Problem.
Reproduce all of the data below line for line, keeping every word and coordinate unchanged. Leave the pictures out of your copy.

[Point labeling data based on photos]
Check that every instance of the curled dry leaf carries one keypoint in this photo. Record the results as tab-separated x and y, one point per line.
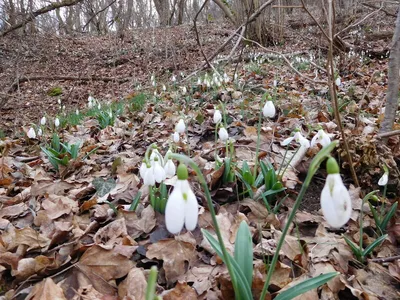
176	255
46	290
134	285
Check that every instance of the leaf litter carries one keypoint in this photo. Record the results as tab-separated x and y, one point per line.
72	235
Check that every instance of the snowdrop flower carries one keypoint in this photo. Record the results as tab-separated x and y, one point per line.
384	179
217	116
148	178
182	208
175	137
298	138
269	109
223	134
335	198
180	127
143	169
169	166
321	138
31	133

Finished exercise.
Check that every instance of the curled dry leaf carries one keypoint in this photo. Record the results as tab-separated x and y, one point per line.
176	255
46	290
134	285
Check that every instance of the leaf litter carries one keypoint in this photo. Record the results as tab-separated x and y, one point per line.
72	235
Check that every instance of the snowdrop flower carries one keypoint in this photo. Record the results as tab-separated x and y, one point per line.
384	179
217	116
148	178
182	208
175	137
298	138
269	109
223	134
335	198
180	127
143	169
169	166
321	138
31	133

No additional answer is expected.